## ABOUT THIS TASK
Collect all lines from the records below that include the word "Every".
___
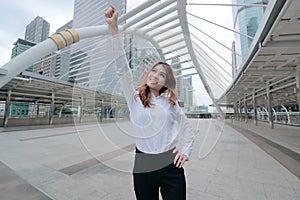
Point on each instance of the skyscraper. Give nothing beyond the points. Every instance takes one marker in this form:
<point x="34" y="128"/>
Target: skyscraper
<point x="38" y="30"/>
<point x="246" y="20"/>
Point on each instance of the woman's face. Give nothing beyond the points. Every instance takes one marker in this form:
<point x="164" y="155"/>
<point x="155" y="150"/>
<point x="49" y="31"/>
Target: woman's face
<point x="157" y="78"/>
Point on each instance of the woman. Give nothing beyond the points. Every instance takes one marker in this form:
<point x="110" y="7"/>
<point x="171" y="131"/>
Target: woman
<point x="163" y="136"/>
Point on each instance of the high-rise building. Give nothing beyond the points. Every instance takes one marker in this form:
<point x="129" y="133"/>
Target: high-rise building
<point x="246" y="20"/>
<point x="90" y="58"/>
<point x="38" y="30"/>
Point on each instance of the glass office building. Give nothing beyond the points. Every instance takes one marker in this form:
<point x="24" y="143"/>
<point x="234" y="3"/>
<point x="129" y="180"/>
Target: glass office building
<point x="37" y="31"/>
<point x="246" y="21"/>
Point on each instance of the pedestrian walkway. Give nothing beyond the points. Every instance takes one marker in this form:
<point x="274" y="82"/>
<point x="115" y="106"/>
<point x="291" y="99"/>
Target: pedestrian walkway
<point x="94" y="161"/>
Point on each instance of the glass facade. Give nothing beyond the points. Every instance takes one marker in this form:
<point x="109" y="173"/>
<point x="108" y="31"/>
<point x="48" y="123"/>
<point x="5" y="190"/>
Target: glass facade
<point x="38" y="30"/>
<point x="90" y="58"/>
<point x="246" y="21"/>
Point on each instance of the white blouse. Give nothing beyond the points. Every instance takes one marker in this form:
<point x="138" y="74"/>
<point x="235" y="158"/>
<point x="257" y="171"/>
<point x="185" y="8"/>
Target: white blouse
<point x="156" y="129"/>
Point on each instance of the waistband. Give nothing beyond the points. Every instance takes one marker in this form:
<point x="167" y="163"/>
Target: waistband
<point x="145" y="162"/>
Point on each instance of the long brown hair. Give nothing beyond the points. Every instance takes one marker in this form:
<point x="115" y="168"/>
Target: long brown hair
<point x="168" y="89"/>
___
## EXERCISE RESPONSE
Point on each instance of the skyscraper. Give nothing beyond the points. Every instance takes one marker in this form:
Point on each instance of the woman's face. Give nothing beyond the points. Every instance takes one marker in this form:
Point on each instance of the woman. Give nothing beyond the points. Every instance takes one marker in this form:
Point on each instance of the high-rise building. Give nothing beyond the points. Every instance takes one marker in this form:
Point on each instance of the glass office building. Give nothing beyond the points. Every instance takes one marker in this form:
Point on each instance of the pedestrian walkway. Give nothing beyond the points. Every instance takes one marker in this form:
Point on each instance of the glass facade. Give nothing beyond the points. Every instance takes one marker in this form:
Point on each instance of the white blouse. Give nothing beyond the points. Every instance takes one marker in this form:
Point on each instance of the waistband. Give nothing beyond the points. Every instance takes one marker in this form:
Point on each instance of the long brown hair. Give nothing beyond the points. Every instance takes one marker in this form:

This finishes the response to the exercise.